GOAL: Could you copy out every one of the records below word for word, leaving the pictures out?

RECORDS FOR THIS TASK:
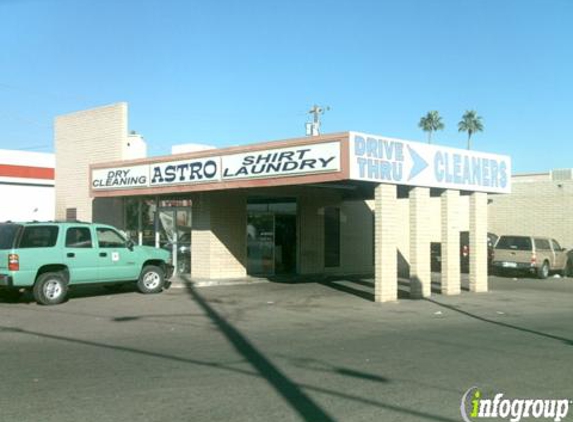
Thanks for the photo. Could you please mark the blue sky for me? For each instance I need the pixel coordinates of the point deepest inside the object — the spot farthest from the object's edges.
(236, 72)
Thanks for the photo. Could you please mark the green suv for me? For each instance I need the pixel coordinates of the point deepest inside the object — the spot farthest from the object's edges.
(47, 258)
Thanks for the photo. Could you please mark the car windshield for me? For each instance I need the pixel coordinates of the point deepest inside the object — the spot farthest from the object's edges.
(519, 243)
(7, 235)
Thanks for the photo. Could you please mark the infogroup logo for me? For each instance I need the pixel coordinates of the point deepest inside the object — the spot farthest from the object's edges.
(475, 407)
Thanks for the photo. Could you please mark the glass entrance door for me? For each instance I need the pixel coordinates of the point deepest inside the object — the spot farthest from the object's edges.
(174, 229)
(271, 236)
(260, 243)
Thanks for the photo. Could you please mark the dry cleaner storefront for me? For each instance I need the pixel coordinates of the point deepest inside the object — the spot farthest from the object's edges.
(332, 204)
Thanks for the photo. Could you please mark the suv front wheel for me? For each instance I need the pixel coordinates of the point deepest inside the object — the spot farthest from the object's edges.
(50, 289)
(151, 280)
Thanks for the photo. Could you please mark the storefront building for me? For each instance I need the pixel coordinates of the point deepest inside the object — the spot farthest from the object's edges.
(345, 203)
(26, 186)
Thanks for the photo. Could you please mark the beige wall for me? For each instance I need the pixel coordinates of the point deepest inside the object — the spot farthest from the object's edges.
(84, 138)
(219, 245)
(536, 208)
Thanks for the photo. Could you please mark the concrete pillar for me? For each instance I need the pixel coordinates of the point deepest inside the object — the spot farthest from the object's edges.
(451, 280)
(385, 249)
(218, 239)
(420, 274)
(478, 242)
(201, 237)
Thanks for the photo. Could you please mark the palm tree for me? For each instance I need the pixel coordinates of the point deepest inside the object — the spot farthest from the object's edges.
(430, 123)
(470, 123)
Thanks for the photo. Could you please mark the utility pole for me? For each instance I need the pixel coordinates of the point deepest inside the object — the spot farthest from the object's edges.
(313, 128)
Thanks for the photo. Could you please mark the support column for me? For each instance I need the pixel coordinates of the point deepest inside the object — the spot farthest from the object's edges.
(385, 247)
(218, 239)
(478, 242)
(451, 280)
(420, 274)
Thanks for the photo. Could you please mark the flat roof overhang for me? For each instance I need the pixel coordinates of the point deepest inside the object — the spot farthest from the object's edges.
(341, 157)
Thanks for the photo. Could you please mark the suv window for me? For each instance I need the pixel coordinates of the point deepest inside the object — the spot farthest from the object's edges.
(78, 237)
(542, 244)
(518, 243)
(108, 238)
(7, 235)
(39, 237)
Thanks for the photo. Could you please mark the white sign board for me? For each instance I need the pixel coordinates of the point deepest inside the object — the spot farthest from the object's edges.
(304, 159)
(120, 177)
(387, 160)
(270, 163)
(195, 170)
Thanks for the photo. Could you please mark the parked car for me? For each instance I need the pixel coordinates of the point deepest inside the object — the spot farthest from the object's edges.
(536, 255)
(436, 251)
(48, 258)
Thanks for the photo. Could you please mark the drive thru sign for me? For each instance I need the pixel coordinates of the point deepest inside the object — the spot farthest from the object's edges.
(388, 160)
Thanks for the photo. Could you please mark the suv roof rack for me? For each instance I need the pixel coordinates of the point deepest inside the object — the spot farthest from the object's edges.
(58, 221)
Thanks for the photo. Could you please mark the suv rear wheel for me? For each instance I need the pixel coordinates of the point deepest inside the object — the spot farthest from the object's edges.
(543, 271)
(50, 289)
(151, 280)
(568, 271)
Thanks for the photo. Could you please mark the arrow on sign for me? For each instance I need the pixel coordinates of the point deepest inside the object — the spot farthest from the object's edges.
(419, 163)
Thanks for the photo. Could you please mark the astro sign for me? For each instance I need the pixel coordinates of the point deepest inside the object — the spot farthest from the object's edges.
(119, 178)
(387, 160)
(300, 160)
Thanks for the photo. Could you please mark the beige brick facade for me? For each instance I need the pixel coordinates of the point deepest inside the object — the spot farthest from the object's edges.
(451, 280)
(84, 138)
(219, 248)
(386, 223)
(536, 207)
(420, 276)
(478, 242)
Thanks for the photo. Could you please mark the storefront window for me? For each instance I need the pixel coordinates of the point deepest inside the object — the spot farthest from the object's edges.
(148, 210)
(132, 218)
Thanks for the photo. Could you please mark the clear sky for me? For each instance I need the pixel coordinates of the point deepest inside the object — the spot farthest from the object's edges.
(235, 72)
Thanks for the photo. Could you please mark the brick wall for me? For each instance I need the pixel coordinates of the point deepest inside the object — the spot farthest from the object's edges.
(536, 208)
(84, 138)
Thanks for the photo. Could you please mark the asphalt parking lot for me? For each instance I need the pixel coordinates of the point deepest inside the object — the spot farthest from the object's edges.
(316, 351)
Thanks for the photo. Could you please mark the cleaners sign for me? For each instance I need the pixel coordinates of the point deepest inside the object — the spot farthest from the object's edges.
(387, 160)
(305, 159)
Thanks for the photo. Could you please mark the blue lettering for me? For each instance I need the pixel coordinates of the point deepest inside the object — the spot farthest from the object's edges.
(359, 145)
(362, 167)
(503, 174)
(439, 166)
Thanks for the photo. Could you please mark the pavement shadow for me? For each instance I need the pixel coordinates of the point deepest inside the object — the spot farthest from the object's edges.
(567, 341)
(307, 408)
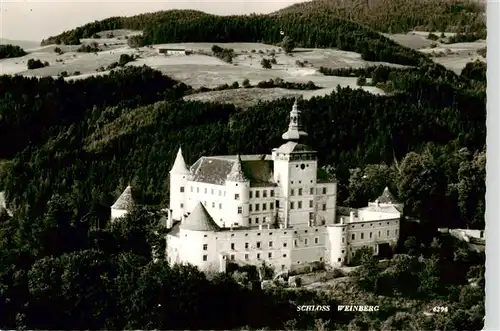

EXERCISE RESULT:
Thanks for the photo. Could you please mark the blue sky for me? For each instance I need the pixel coordinates of the point deepest inside the object — the spot farthest from the object's edges.
(236, 72)
Thanks for the photo. Could you please mark the green suv for me? For each instance I need the pixel coordinates of the point deepest inside the object — the spot farthest from the object's edges.
(47, 258)
Thanks for the photo. Could you please mark the car windshield for me? For each instance I need the pixel coordinates of the point deepest inside the object — the spot farthest from the object's edges.
(519, 243)
(7, 235)
Thanks for the photo. Could you please mark the infogroup logo for me? For each instance I need the pixel coordinates of the point deepest inside the object — the spot farthest from the object's edges.
(475, 407)
Thanks for the photo. Could you please mark the glass entrance door for me? For each instance I need the pixel coordinates of the point deepest inside the object — the spot farthest from the object's edges.
(174, 229)
(271, 236)
(260, 243)
Thanks for the photo. Could you please mark the dry cleaner storefront for me? For each instance I need the pixel coordinates of the point deepest inside the object — the spot farthest from the object's edges.
(332, 204)
Thanks for the photo. Could you please mark the suv front wheel for me? For each instance I need the pixel coordinates of the point deepest inside the object — the spot farthest from the object's edges.
(50, 289)
(151, 280)
Thanks for the photo. Could you please mark the storefront building for me? For each instance I need the pixel coordinates of the point deepest inside the object — the spot farthest from the object's edges.
(345, 203)
(26, 186)
Thanks for the photo. Could you please mark the beige wall for me? For each instance I need the pixel coordinates of the point deepest inside the object — the spot farthest from the object's edges.
(84, 138)
(219, 245)
(536, 208)
Thanks for the photo. Could you please mark the concrete pillar for me? For each instance I need the pixel coordinates of the point deepest inside the object — the spot farthest from the object's edges.
(451, 280)
(385, 249)
(218, 239)
(420, 274)
(478, 242)
(201, 237)
Thanks for the photo. Could you please mark the palm tree for me? For each instance I need the pixel coordinates of the point deepest inside the object — the spot farthest from the object's edges.
(430, 123)
(470, 123)
Thanks for the photo. Could you please mark the utility pole for me? For each instance I need the pixel coordinates of the point deepest inside the object — the spot farthest from the object's edges.
(313, 128)
Thanks for the photo. Could you please mark the support column for me? For each instance I need the pixel coordinates of the point deepest inside the object — the spot farthest from the object's edges.
(385, 247)
(218, 239)
(478, 242)
(451, 280)
(420, 274)
Thanks for the photo. Could you please mark the flat roof overhang for me? For each instance I need the pixel coordinates of the point deepest inside the object — the spot farthest from the object's edges.
(341, 157)
Thanks for the photo. Could you please mark the suv window for me? For each instance I need the pixel coordinates of the point deepest inside the object — the spot farthest from the object's edges.
(78, 237)
(542, 244)
(518, 243)
(108, 238)
(7, 235)
(39, 237)
Thanks for the photo. Could you please mark the white sign board for me? For each instance I need the pixel coordinates of the point deepest inside the object — the spot farthest from the object's edges.
(304, 159)
(120, 177)
(387, 160)
(270, 163)
(195, 170)
Thanks for the photo. Could you please mark the parked car for me? For each instance I need the pixel coordinates of the point deepest inside the object — the spot farthest from the object's edges.
(536, 255)
(436, 251)
(48, 258)
Thanks for the photo. Could you please mark the drive thru sign for me? For each instance I need the pixel coordinates of the point deepest inside the object — the spot farthest from the object's edges.
(388, 160)
Thanks for the photo. Could you please mark the suv roof rack for me? For each instance I need the pixel coordinates of the point deepest inside the object — the spot farthest from the object's edges.
(58, 221)
Thanks for the photo. Could you please mark the suv rear wheel for me? For each instance I need the pixel coordinates of the point deepest inside the object — the spot farthest from the object's edges.
(543, 271)
(50, 289)
(151, 280)
(568, 271)
Thanks for the photo. Could you please mark the arrow on sign for me? For each instance I need the pixel coordinates of the point deepest inside the object — the spot farthest from the object's edges.
(419, 163)
Thanks for the photo. Could you please mark the astro sign for me? For each instance I need the pixel coordinates of the point deepest inside the object — the spot farthest from the object's edges.
(119, 178)
(387, 160)
(300, 160)
Thanks for the photo. Could you please mark the beige brick facade for me? For each instance I need the pixel coordinates of the point deepest inside the object — the spot farthest from the object's edges.
(451, 280)
(84, 138)
(219, 248)
(386, 223)
(536, 207)
(420, 276)
(478, 242)
Thanks for the photo. Could you please mark the storefront window for me? For each instance I need the pixel coordinates of the point deepest inside the object — the spot farthest from the object's edges.
(148, 210)
(132, 218)
Thanks for the photo. Could you please mark the clear sky for me? For each instance I need the pixel coordinates of the point deepest inside the object — the spot farthest from the object's edges.
(235, 72)
Thanks for the photo. Could you please mark the brick wall for me? For each instance I need the pixel coordinates of the point deepest inside the object — the spot farthest from the object's edges.
(536, 208)
(84, 138)
Thanks for the photo. Could you please mark the asphalt parking lot for me? For each instance I need the pixel coordinates of the point deepest inside the object — the spot farthest from the object's edges.
(316, 351)
Thanks for the photo. Could you please mark the cleaners sign for me? For each instance I need the pixel coordinates of the point deepest inside the object — the spot farthest from the object's edges.
(387, 160)
(305, 159)
Thanks for the photo. Could you please mark the blue lettering for me? For each instance I need the pixel coordinates of the point deepest inside the object — the spot farthest from the object's edges.
(359, 145)
(362, 167)
(503, 174)
(439, 166)
Thanks for the photo. Could you please mark the pavement shadow for me? For each instance I need the pixel coordinates of the point deepest inside the object — the spot farthest from the object's edges.
(567, 341)
(307, 408)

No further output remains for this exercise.